WHAT THIS TASK INVOLVES: From the data below, extract every line containing the string "leaf". Matching is case-sensitive.

— start SOURCE RECORDS —

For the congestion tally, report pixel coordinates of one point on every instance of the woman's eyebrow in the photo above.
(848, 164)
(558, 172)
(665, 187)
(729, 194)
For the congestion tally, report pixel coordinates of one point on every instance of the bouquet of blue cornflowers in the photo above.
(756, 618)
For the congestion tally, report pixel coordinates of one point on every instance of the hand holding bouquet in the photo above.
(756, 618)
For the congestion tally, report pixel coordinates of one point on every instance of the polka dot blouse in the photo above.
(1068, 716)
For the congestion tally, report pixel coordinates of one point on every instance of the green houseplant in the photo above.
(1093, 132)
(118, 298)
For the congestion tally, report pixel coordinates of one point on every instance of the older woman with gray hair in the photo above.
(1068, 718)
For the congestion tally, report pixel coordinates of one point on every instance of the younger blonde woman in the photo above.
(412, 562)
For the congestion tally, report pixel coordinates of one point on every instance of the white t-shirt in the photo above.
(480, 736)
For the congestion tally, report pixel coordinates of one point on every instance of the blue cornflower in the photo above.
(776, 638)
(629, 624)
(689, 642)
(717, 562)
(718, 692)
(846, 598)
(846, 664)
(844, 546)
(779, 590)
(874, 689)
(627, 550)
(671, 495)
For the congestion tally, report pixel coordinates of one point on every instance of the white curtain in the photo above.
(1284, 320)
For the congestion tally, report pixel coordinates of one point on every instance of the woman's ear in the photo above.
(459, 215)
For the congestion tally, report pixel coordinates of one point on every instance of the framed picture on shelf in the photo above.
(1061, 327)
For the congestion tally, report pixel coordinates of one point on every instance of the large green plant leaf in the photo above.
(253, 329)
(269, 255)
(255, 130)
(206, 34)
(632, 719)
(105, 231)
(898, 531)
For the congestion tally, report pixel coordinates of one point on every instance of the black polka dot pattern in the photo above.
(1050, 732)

— end SOURCE RECORDS —
— start SOURCE RECORDS —

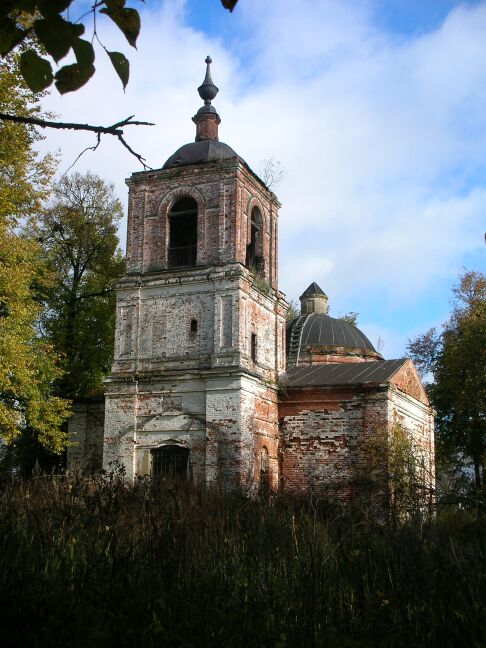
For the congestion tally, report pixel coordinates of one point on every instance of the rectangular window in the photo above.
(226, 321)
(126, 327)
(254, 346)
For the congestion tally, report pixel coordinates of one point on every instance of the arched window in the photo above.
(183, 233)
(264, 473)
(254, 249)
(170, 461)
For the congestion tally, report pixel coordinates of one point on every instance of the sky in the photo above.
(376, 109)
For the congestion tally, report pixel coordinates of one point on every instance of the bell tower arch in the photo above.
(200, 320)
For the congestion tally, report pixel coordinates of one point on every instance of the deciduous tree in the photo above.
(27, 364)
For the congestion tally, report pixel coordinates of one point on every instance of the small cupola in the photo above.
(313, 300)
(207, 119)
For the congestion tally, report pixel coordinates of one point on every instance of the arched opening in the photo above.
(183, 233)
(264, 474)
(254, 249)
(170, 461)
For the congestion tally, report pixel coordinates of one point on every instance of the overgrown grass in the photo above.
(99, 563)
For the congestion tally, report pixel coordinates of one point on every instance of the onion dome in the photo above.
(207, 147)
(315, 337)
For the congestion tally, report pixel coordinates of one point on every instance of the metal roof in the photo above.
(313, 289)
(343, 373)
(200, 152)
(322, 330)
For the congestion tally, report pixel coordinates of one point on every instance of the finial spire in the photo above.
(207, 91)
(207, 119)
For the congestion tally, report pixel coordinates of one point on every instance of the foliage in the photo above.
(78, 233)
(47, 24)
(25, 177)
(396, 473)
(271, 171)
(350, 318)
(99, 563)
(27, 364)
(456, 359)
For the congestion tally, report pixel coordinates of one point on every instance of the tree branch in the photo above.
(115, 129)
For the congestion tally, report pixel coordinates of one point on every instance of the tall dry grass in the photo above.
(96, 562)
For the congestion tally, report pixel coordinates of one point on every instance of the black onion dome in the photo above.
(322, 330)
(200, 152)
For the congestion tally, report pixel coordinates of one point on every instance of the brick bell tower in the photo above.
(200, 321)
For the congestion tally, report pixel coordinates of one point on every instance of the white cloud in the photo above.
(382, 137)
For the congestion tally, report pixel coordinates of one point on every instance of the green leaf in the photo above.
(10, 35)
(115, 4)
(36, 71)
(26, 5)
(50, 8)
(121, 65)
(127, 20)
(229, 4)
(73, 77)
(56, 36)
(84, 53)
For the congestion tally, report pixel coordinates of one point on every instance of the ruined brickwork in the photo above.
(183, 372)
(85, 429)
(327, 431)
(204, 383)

— end SOURCE RECORDS —

FINISHED ANSWER:
For the congestion tally, report pixel coordinates of one point on every instance of the large green plant leaf in the photo above.
For the congestion tally, report pixel coordinates of one point on every instance of the green leaf in the photo above.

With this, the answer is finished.